**INSTRUCTION:** Starting at the beginning of the entries and going on through the line with "rough mask: <svg", write those lines out again, substituting "taps" for every "clicks" and keeping everything else the same. Leave the pictures out of your answer.
═════ SOURCE DATA
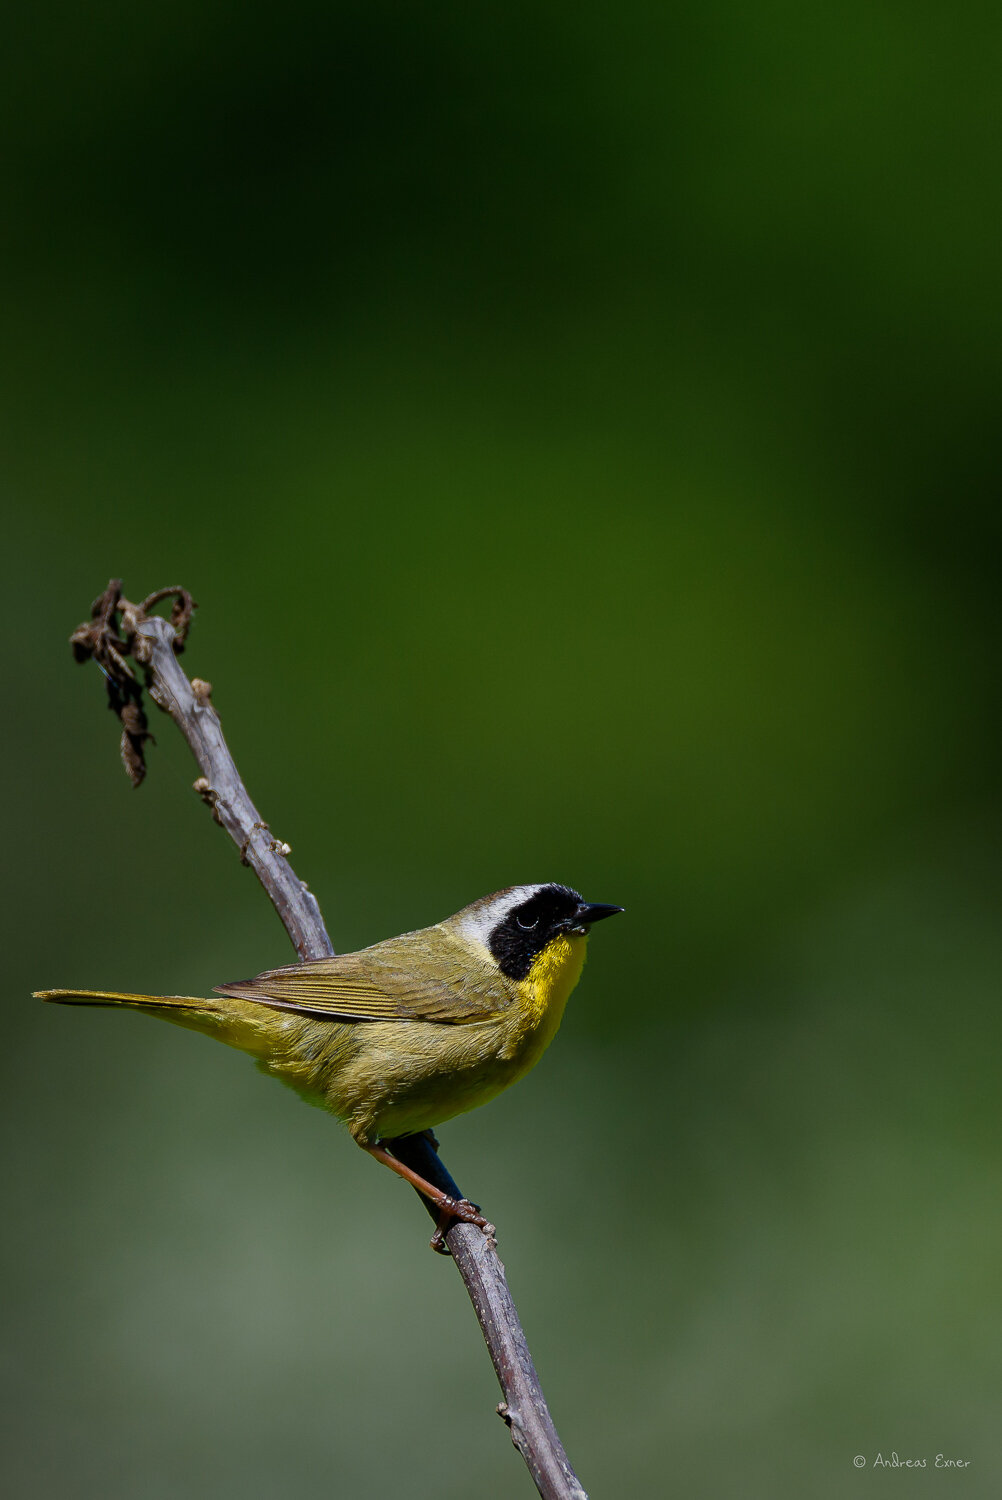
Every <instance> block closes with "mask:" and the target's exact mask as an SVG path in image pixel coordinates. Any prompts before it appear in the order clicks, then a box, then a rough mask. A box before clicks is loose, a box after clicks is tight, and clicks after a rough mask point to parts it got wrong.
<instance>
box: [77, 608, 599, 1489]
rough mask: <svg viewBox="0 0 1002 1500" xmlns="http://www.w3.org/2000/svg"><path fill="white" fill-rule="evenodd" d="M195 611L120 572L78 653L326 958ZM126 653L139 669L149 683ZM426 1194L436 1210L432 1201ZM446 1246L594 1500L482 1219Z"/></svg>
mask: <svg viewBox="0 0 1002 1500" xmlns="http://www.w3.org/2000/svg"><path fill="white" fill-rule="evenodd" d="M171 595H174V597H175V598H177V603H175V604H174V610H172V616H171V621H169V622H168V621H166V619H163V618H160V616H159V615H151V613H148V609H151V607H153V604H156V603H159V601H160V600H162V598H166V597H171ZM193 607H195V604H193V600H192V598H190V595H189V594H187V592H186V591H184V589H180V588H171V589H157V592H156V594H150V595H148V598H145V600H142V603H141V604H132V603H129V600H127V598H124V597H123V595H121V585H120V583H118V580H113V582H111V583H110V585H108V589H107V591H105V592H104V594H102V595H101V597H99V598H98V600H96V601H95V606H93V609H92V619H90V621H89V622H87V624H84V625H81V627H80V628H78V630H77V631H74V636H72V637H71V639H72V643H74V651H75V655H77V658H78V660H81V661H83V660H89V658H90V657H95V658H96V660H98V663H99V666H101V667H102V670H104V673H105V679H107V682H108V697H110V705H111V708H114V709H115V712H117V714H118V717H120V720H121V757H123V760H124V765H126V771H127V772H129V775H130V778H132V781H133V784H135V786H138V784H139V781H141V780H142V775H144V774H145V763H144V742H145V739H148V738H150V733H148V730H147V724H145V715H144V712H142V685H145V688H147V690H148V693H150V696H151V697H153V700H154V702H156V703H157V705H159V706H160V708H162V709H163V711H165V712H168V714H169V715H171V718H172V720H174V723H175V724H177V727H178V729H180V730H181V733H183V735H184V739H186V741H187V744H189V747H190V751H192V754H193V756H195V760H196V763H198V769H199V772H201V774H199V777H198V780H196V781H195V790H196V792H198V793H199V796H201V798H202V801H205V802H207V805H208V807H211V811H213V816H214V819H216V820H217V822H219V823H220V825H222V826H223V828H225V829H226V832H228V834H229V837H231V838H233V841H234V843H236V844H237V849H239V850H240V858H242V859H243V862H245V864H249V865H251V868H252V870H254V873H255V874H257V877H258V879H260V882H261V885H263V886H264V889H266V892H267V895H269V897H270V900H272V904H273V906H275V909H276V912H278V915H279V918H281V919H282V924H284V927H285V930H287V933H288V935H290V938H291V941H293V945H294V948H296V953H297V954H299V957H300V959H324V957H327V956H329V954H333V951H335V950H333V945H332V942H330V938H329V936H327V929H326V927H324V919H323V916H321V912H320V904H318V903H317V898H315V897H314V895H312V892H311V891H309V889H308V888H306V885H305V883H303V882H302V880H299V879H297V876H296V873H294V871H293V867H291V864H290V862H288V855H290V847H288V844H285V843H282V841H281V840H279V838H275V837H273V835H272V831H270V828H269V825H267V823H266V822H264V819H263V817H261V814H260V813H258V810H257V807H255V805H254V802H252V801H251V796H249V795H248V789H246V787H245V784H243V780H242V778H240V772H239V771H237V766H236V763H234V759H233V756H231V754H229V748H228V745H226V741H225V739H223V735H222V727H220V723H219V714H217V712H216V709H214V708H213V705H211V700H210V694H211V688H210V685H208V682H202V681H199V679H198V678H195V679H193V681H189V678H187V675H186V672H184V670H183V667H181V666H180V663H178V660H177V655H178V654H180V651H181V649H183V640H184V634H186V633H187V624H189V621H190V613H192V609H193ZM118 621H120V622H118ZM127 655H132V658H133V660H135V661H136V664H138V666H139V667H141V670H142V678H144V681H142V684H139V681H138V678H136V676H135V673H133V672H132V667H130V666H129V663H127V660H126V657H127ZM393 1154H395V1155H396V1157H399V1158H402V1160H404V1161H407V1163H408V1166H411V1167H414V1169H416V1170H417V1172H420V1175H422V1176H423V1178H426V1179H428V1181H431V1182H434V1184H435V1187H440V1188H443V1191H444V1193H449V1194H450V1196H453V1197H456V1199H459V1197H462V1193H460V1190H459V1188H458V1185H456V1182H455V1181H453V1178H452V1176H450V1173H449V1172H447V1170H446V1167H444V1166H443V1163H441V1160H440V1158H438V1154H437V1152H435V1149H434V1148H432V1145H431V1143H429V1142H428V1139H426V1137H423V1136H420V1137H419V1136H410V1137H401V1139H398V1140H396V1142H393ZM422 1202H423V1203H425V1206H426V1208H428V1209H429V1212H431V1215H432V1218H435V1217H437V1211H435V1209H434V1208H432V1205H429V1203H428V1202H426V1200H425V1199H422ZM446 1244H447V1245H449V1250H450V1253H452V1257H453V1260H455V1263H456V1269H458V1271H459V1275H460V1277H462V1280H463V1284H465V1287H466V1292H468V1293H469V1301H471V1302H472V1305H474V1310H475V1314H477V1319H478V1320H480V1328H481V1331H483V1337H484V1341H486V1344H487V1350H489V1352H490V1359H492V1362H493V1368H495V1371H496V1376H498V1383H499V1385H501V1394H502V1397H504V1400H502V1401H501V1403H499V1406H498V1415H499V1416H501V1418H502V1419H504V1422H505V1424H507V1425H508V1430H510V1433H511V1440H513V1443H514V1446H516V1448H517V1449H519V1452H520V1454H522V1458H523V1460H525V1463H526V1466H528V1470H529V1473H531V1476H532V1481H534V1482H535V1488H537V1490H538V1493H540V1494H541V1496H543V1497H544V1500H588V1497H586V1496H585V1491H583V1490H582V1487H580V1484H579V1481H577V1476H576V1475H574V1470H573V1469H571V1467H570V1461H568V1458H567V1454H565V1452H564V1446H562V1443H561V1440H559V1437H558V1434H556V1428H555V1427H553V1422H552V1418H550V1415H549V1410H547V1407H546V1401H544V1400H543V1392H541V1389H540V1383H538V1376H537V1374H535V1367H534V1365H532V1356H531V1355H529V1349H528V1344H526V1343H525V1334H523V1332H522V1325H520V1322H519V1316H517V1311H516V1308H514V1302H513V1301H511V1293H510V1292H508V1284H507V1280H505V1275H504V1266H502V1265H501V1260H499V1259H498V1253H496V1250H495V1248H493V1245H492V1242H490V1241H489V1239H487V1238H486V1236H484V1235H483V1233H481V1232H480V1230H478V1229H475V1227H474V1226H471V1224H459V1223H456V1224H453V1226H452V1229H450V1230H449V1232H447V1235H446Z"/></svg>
══════════
**RESULT:**
Every <instance> block closes with "mask:" and the target's exact mask as an SVG path in image pixel coordinates. Any prompts before it appear in the order taps, then a box, then a rough mask. A box before taps is loose, a box after taps is tight, and taps after a rough mask point to parts it got wrong.
<instance>
box: [77, 608, 599, 1489]
rough mask: <svg viewBox="0 0 1002 1500" xmlns="http://www.w3.org/2000/svg"><path fill="white" fill-rule="evenodd" d="M195 611L120 572L78 653L326 958ZM126 653L139 669L149 683ZM426 1194L436 1210L432 1201ZM446 1246L594 1500L482 1219Z"/></svg>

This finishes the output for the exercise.